What you are asked to do: Look through the data below. Pick out the lines holding the string "target".

[Records from a data source]

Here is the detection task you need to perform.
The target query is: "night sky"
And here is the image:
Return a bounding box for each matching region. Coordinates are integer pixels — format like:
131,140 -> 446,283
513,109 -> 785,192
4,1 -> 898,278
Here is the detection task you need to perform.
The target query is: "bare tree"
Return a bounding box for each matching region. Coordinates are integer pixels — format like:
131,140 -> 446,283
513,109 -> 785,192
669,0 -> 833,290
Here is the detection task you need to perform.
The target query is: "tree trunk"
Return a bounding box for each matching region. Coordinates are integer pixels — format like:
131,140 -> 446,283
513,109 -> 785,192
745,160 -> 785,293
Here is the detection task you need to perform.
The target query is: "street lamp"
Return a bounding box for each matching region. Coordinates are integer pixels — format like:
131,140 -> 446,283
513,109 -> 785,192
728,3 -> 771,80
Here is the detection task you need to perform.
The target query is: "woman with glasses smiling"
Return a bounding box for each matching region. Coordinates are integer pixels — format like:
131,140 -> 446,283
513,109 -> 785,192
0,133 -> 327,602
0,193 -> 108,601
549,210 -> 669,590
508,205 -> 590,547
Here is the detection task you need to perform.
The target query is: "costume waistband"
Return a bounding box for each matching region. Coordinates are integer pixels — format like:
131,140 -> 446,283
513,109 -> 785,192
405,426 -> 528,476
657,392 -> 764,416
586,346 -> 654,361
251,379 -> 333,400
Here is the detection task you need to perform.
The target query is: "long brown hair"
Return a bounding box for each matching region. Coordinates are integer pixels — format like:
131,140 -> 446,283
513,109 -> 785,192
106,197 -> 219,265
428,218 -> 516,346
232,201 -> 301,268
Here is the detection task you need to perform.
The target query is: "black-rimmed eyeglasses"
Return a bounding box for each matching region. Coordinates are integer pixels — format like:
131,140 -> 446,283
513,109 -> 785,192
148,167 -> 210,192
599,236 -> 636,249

Task response:
The target query is: "night sky"
The target query is: "bare tree"
The target query is: "tree trunk"
The target query is: "street lamp"
The target query is: "woman with glasses smiling"
The target query is: "costume waistband"
The target query is: "long brown hair"
The target query is: "black-rimmed eyeglasses"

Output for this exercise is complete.